=== Supplied records ===

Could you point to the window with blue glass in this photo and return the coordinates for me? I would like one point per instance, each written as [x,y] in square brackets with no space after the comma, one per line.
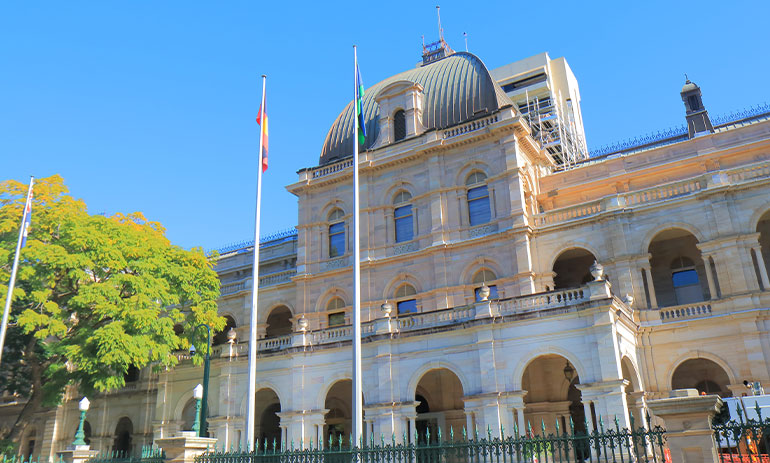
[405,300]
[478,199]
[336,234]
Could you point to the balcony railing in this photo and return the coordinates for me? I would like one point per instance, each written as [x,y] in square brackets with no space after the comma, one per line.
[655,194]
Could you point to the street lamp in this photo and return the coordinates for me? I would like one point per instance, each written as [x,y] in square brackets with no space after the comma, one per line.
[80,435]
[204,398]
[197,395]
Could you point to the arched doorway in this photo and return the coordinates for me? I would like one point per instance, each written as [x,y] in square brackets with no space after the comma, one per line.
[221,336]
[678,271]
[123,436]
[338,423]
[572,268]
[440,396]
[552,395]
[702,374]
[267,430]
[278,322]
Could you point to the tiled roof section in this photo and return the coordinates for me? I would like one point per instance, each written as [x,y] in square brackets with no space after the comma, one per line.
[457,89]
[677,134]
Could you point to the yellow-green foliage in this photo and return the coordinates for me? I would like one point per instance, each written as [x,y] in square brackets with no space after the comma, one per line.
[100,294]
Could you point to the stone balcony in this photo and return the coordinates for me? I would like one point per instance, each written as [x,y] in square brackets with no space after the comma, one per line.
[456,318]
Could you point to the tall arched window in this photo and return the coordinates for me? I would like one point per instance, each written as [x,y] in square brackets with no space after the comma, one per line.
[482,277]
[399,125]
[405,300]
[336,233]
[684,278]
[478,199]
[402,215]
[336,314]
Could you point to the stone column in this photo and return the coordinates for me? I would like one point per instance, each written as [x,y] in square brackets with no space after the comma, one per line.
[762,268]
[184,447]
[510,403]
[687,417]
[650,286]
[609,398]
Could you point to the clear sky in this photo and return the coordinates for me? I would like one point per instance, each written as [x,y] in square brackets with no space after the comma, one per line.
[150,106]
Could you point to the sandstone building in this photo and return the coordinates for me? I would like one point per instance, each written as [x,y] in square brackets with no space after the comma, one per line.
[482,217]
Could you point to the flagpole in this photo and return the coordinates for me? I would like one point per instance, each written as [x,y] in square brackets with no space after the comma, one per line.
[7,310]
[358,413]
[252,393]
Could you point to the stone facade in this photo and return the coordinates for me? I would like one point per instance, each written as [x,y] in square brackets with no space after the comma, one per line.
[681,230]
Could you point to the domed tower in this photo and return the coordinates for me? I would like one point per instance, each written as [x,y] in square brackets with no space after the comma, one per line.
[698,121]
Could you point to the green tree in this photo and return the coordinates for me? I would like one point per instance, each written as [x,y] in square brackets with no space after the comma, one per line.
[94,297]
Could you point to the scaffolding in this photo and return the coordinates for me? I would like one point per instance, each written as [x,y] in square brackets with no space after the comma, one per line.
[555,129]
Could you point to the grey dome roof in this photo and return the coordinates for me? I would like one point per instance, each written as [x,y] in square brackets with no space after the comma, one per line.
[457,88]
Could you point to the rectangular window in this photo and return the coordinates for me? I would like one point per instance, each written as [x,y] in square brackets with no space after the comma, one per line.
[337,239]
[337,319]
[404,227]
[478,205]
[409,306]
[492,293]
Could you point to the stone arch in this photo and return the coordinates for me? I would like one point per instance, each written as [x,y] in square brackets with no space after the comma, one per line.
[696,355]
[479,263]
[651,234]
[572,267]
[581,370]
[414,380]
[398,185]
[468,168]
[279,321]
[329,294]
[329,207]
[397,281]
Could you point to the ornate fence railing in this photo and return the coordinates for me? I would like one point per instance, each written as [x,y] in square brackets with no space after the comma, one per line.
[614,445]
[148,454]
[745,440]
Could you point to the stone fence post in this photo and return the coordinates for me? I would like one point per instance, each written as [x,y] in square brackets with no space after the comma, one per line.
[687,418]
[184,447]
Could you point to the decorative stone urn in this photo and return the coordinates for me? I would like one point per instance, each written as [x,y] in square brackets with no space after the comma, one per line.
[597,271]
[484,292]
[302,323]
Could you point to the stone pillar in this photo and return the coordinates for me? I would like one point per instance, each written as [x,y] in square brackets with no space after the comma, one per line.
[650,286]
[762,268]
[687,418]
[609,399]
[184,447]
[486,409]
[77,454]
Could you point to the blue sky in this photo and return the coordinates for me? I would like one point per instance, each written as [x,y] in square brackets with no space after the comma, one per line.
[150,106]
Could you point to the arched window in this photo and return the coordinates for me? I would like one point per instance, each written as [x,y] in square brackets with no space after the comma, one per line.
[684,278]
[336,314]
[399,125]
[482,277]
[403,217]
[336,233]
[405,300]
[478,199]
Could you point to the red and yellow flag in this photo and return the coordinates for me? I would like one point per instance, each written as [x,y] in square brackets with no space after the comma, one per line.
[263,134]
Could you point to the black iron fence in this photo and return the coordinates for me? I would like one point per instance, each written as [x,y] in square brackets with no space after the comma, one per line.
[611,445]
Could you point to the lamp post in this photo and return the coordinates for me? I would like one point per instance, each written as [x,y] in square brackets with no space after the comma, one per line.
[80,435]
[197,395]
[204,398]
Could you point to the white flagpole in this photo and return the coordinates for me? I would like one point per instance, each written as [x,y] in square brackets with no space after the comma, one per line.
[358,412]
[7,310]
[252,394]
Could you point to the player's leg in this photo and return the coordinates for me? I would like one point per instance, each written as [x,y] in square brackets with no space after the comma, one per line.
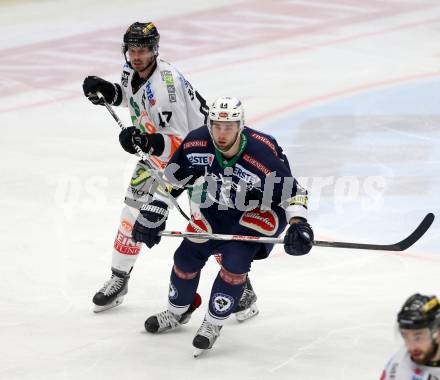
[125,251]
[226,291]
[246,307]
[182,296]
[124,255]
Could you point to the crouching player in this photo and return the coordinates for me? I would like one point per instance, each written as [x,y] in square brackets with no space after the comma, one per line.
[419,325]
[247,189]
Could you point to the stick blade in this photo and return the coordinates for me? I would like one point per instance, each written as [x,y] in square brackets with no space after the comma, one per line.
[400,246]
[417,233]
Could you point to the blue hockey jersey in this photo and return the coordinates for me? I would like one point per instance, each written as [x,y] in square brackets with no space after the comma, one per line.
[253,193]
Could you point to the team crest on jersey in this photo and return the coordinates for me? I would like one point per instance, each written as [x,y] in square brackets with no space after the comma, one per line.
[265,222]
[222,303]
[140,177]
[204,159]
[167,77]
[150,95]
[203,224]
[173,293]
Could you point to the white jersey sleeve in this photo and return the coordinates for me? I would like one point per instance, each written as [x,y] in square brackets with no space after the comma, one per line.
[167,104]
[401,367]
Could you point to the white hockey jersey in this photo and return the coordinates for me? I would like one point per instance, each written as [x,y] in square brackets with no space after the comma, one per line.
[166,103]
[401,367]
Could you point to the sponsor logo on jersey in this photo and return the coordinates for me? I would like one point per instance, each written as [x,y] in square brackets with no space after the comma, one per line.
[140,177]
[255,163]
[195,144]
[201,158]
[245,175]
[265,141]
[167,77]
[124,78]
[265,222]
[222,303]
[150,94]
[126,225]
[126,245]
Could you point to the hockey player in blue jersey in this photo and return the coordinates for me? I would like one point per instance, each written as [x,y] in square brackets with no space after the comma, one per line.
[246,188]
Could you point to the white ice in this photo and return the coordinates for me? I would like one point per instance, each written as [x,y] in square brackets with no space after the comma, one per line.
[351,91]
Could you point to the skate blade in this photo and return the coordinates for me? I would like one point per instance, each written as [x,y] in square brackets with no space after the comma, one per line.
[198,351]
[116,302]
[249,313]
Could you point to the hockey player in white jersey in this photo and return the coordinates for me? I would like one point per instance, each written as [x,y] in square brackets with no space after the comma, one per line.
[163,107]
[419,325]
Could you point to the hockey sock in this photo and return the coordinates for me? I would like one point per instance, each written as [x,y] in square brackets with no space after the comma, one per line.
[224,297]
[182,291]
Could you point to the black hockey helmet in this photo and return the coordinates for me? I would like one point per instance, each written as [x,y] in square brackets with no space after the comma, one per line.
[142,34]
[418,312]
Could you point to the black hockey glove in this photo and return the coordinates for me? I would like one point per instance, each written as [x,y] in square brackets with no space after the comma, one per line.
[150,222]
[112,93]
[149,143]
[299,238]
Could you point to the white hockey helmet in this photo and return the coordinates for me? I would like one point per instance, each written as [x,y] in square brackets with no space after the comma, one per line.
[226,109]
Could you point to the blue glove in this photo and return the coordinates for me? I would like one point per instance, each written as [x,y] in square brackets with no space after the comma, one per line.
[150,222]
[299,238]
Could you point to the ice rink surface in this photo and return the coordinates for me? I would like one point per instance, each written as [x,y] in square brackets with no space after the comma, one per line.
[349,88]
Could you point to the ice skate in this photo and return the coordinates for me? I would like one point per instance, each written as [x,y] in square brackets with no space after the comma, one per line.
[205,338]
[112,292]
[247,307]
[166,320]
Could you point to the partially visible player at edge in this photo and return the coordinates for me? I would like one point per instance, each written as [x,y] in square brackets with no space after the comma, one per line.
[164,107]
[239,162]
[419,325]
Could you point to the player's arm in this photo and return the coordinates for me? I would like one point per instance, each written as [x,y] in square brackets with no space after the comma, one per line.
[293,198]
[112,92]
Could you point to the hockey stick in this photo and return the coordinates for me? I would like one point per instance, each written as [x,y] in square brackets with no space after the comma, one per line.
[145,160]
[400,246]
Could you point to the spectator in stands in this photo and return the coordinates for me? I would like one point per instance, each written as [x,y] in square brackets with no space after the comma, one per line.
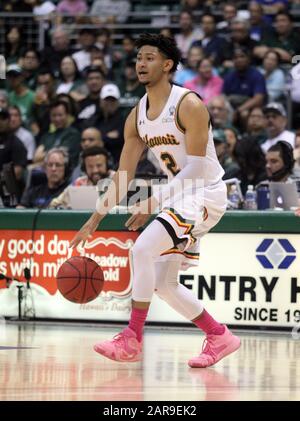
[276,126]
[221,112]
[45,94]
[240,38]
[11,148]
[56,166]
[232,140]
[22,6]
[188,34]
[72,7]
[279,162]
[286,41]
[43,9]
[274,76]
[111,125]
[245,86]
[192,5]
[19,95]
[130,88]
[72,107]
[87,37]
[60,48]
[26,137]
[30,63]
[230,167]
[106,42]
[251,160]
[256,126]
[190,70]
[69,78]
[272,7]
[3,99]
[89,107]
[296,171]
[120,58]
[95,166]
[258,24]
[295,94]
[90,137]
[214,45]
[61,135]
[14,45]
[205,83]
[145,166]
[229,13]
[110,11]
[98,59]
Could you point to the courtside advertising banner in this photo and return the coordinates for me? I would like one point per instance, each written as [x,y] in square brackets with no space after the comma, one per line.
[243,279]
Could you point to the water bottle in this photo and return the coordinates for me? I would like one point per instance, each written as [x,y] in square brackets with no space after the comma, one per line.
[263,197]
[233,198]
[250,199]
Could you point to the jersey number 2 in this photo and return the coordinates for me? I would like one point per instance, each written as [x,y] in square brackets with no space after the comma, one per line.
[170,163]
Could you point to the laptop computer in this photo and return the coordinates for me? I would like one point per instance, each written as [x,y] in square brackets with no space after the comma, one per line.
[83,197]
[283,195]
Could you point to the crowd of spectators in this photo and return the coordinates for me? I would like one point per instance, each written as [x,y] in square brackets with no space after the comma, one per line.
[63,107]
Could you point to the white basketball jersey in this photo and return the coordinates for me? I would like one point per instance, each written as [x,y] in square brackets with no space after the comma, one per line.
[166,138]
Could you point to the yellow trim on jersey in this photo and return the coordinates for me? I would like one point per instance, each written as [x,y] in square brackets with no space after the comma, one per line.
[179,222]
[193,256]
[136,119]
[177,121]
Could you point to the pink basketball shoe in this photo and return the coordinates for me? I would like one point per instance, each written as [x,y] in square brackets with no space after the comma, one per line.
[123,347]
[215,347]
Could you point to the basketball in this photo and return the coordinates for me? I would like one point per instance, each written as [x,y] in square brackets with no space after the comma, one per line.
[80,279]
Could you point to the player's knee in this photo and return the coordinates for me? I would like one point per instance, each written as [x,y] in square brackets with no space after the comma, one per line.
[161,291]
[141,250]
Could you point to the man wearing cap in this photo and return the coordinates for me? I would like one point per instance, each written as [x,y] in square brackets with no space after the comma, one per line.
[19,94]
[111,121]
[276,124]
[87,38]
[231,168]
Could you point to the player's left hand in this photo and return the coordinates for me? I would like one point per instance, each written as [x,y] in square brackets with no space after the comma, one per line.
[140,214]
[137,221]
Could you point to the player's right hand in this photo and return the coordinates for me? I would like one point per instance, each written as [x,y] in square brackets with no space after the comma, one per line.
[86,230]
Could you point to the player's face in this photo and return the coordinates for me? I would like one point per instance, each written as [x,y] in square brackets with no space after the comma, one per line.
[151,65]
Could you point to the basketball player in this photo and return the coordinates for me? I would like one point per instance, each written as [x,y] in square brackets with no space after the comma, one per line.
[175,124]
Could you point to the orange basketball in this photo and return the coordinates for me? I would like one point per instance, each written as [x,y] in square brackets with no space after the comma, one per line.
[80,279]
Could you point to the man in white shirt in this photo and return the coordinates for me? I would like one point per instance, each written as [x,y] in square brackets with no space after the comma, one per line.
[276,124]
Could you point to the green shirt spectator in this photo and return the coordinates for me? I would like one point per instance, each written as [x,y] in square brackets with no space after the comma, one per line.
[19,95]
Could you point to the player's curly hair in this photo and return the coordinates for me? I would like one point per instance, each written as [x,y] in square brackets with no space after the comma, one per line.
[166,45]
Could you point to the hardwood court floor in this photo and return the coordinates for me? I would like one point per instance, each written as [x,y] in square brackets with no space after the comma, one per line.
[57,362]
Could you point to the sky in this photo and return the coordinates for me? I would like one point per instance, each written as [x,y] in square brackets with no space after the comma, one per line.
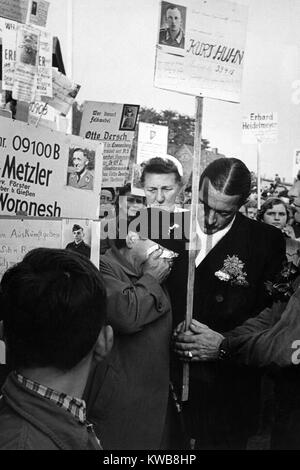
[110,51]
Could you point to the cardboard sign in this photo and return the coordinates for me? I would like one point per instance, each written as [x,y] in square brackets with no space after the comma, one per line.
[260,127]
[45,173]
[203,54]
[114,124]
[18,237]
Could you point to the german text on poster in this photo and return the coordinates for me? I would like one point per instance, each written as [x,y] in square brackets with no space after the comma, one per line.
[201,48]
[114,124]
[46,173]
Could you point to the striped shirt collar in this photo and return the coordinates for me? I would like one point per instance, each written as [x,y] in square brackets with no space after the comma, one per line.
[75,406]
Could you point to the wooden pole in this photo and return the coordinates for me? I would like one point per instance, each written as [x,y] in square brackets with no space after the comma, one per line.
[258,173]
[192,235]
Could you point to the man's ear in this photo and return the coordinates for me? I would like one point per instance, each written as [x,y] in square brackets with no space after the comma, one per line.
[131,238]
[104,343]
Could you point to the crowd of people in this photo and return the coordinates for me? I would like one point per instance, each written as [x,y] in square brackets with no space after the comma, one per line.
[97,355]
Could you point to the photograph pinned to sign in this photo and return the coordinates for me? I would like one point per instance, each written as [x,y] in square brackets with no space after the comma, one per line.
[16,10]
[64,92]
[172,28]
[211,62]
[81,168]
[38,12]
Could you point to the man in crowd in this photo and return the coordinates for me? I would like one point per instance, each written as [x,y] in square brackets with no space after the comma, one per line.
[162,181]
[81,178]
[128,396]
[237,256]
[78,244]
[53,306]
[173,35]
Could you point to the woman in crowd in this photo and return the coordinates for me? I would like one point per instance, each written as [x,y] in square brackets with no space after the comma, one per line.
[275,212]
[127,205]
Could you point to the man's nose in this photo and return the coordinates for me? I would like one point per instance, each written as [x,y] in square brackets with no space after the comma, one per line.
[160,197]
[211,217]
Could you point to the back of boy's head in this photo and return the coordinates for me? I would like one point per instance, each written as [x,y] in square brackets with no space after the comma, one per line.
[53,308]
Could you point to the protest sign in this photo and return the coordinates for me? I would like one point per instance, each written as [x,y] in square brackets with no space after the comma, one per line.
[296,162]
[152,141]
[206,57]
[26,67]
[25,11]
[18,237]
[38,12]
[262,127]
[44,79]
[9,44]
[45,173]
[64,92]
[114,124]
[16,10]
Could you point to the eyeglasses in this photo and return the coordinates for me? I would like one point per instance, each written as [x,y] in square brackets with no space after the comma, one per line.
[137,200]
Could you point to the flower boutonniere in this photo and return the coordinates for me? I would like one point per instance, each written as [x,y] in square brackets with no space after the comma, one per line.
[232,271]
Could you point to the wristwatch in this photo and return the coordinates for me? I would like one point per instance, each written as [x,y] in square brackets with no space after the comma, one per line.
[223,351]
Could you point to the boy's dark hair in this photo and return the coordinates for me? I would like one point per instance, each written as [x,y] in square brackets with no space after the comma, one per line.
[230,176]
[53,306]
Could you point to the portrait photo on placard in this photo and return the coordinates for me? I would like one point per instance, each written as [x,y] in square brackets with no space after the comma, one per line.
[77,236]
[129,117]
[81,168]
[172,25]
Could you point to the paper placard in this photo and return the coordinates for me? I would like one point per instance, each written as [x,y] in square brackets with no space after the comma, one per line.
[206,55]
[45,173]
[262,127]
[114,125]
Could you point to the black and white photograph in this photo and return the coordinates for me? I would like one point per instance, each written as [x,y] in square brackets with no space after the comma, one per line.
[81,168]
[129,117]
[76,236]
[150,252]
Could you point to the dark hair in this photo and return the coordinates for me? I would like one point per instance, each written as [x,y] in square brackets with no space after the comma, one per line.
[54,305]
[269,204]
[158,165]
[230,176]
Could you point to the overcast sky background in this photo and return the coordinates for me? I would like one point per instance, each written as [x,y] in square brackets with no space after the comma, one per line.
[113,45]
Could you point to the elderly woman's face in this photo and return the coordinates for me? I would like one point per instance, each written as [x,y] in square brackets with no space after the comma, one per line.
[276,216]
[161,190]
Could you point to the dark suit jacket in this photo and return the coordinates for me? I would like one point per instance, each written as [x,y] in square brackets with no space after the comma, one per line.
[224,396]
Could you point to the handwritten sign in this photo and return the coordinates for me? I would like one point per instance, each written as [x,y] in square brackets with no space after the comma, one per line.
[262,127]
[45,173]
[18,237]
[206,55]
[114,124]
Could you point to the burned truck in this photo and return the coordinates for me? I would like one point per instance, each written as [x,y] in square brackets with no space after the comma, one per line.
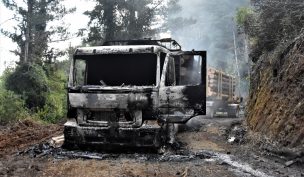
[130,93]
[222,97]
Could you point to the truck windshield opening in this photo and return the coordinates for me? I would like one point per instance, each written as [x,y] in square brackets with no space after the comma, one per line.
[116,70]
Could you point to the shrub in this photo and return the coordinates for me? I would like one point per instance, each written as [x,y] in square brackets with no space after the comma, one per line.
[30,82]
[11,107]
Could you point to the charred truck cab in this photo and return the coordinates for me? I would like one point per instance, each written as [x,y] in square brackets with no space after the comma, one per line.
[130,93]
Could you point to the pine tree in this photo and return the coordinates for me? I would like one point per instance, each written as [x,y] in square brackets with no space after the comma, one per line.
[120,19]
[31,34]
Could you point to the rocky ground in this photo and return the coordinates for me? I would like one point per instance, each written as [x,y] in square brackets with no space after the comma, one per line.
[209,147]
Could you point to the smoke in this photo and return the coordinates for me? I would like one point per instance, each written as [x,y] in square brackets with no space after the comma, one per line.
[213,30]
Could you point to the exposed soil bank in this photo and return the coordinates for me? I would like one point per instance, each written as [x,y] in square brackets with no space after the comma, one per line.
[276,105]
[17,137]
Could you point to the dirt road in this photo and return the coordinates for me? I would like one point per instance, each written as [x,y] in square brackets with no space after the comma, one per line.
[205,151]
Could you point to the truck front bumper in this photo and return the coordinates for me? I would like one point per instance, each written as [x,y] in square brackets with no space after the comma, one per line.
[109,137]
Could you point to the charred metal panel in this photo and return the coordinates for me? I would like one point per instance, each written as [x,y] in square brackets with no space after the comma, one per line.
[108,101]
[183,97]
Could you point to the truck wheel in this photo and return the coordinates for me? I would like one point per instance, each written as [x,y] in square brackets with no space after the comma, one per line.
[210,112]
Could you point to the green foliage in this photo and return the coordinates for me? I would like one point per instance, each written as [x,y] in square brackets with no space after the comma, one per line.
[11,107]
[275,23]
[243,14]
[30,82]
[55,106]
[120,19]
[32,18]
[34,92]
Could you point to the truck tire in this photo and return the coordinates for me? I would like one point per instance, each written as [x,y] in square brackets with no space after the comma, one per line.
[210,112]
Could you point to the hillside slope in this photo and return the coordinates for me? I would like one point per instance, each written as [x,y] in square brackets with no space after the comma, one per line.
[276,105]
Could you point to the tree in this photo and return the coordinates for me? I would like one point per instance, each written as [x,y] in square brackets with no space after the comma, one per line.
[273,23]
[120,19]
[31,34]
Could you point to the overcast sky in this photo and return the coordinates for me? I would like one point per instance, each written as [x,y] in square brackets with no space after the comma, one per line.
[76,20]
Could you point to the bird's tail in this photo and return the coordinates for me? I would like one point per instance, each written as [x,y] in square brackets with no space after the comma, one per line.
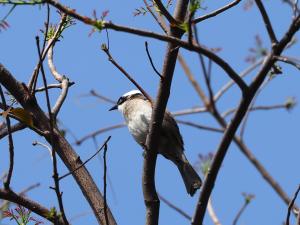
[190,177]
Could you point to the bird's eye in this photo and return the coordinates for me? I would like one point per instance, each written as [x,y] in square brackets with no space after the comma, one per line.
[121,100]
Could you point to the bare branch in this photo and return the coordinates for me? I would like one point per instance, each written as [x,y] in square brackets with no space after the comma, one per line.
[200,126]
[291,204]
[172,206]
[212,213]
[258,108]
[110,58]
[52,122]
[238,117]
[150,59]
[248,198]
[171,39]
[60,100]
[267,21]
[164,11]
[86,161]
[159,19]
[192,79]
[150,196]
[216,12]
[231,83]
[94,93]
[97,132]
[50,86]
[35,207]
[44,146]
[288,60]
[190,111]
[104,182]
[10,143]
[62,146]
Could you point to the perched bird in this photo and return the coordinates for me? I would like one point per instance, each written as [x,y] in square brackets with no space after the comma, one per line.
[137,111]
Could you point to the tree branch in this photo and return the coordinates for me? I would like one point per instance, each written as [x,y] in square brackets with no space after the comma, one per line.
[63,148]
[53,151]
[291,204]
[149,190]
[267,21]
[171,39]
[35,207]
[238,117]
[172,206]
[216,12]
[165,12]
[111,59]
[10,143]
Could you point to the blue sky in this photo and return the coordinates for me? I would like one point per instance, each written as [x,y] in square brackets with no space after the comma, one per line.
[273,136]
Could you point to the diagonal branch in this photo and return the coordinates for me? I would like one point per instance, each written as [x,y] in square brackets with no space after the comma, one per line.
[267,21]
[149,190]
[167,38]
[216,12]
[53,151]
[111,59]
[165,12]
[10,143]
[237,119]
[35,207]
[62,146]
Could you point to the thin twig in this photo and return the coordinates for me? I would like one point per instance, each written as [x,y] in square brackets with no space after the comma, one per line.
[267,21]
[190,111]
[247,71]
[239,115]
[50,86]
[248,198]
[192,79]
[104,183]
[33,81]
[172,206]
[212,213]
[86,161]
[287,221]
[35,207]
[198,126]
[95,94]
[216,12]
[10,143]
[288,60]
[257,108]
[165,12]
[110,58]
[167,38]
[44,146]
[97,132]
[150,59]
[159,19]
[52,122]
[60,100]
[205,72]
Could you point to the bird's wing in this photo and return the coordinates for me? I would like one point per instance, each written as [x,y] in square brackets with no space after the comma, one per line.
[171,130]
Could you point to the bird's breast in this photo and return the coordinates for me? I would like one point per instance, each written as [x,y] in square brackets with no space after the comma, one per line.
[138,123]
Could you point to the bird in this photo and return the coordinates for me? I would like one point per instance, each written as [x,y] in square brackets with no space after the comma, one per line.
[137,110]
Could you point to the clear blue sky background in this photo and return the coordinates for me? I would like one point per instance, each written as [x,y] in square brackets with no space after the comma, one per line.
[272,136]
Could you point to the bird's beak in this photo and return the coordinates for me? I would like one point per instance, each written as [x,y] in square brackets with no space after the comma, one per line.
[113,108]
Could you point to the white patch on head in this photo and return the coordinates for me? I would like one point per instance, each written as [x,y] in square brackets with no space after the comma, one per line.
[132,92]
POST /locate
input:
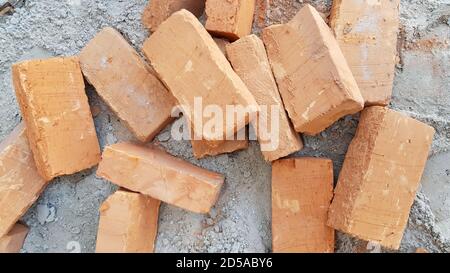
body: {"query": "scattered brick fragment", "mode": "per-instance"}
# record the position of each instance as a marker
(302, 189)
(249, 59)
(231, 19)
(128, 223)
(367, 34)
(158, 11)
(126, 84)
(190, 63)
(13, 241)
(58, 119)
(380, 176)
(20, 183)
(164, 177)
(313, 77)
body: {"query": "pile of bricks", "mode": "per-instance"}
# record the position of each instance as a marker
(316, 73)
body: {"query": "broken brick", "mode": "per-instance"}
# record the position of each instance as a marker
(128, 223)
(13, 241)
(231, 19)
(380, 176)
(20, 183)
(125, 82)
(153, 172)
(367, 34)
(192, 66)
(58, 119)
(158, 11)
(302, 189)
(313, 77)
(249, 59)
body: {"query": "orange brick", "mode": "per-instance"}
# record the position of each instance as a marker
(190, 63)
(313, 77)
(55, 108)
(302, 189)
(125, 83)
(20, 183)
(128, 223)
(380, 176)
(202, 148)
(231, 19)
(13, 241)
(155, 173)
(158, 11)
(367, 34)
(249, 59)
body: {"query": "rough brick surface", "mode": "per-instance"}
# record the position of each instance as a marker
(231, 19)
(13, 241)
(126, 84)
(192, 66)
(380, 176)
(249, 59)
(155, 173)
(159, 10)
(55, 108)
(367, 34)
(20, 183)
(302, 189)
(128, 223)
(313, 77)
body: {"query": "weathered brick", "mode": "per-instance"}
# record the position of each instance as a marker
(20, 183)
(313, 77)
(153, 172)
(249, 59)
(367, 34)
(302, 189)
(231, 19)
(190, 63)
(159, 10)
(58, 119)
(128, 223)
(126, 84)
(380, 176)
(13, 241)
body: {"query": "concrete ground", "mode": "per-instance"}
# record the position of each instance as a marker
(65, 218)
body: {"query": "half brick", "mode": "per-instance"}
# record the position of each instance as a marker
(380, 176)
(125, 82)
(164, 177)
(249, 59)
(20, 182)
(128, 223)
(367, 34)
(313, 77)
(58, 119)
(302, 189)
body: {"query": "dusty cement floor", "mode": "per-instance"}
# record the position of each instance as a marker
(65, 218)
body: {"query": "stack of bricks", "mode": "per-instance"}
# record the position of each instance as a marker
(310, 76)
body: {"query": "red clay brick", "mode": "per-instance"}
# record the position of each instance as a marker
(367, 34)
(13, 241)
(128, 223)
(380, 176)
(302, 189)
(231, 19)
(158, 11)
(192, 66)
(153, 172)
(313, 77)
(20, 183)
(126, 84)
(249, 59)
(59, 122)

===

→ Work task
Where in the listing does the string "bricks" appear? Copy every line that has it.

→ Final answer
body: {"query": "pile of bricks", "mode": "per-instance"}
body: {"query": "stack of bricks", "mode": "per-instance"}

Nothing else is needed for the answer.